--- START ---

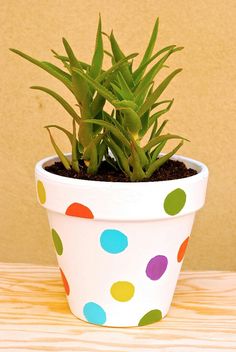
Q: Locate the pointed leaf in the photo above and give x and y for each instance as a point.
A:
(138, 74)
(116, 66)
(126, 91)
(64, 59)
(144, 84)
(80, 86)
(45, 67)
(157, 151)
(74, 156)
(61, 156)
(119, 156)
(98, 53)
(118, 55)
(151, 44)
(156, 116)
(157, 92)
(61, 100)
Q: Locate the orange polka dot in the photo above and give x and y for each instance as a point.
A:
(79, 210)
(182, 250)
(65, 282)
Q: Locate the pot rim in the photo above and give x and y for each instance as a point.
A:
(200, 167)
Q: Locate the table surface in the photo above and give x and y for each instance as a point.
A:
(34, 316)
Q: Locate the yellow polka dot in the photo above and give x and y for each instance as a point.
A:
(122, 291)
(41, 192)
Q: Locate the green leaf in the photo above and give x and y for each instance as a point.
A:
(61, 100)
(79, 85)
(117, 91)
(69, 134)
(138, 173)
(150, 48)
(46, 68)
(102, 149)
(64, 59)
(144, 122)
(160, 129)
(126, 91)
(100, 88)
(115, 122)
(110, 128)
(118, 55)
(61, 156)
(131, 121)
(141, 154)
(140, 91)
(116, 66)
(158, 163)
(160, 139)
(98, 53)
(119, 156)
(74, 157)
(157, 151)
(155, 116)
(138, 74)
(157, 92)
(61, 72)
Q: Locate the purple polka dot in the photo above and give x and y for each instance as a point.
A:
(156, 267)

--- END ---

== Exercise goal ==
Please state how many lines in the listing above hold the string "leaf", and nothing more.

== Written answer ==
2